(Materials provided)
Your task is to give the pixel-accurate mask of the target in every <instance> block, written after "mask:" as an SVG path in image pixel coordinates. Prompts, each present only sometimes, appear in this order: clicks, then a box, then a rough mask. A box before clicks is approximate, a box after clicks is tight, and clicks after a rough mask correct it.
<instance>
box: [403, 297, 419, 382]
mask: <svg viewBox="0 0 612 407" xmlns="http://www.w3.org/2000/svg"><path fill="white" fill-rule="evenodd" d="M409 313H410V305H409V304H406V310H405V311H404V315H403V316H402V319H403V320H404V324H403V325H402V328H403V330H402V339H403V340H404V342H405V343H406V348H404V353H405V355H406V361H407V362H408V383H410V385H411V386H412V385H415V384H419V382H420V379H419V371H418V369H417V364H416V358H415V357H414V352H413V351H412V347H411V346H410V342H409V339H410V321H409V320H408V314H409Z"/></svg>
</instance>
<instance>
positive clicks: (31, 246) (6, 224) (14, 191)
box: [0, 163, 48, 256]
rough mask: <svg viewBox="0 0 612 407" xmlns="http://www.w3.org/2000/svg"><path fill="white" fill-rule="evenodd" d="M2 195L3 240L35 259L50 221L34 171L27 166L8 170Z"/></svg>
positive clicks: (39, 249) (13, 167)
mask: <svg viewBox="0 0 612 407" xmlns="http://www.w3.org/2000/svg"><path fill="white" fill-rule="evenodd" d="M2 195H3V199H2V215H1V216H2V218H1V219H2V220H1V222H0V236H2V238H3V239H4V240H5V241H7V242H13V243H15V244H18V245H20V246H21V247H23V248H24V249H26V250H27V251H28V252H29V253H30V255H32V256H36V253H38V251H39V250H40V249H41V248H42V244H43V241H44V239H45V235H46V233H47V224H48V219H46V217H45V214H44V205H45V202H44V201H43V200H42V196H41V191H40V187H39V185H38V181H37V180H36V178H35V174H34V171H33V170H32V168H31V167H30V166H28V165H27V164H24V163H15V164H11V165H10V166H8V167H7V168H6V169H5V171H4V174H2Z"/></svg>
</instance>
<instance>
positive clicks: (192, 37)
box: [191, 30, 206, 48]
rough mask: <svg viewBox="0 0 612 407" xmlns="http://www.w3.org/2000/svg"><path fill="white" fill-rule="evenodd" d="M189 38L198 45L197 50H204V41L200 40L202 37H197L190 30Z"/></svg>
(End Materials provided)
Could you write out only the lines of the listing above from the one that contains "box: [0, 163, 48, 256]" through its final line, exactly and inclusive?

box: [0, 163, 48, 256]
rough mask: <svg viewBox="0 0 612 407" xmlns="http://www.w3.org/2000/svg"><path fill="white" fill-rule="evenodd" d="M2 195L3 240L35 259L50 221L34 171L27 166L8 170Z"/></svg>
positive clicks: (39, 249) (13, 167)
mask: <svg viewBox="0 0 612 407" xmlns="http://www.w3.org/2000/svg"><path fill="white" fill-rule="evenodd" d="M2 195H3V199H2V215H1V216H2V218H1V219H2V220H1V222H0V236H2V238H3V239H4V240H5V241H7V242H13V243H15V244H18V245H20V246H21V247H23V248H24V249H26V250H27V251H28V252H29V253H30V255H32V256H36V253H38V251H39V250H40V249H41V248H42V244H43V241H44V239H45V235H46V233H47V224H48V219H46V217H45V214H44V205H45V202H44V201H43V200H42V196H41V191H40V187H39V185H38V181H37V180H36V178H35V174H34V171H33V170H32V168H31V167H30V166H28V165H27V164H24V163H15V164H11V165H10V166H8V167H7V168H6V169H5V171H4V174H2Z"/></svg>
</instance>
<instance>
positive clicks: (192, 37)
box: [191, 30, 206, 48]
rough mask: <svg viewBox="0 0 612 407" xmlns="http://www.w3.org/2000/svg"><path fill="white" fill-rule="evenodd" d="M189 38L198 45L197 50H204V41L200 40L202 37H197L190 30Z"/></svg>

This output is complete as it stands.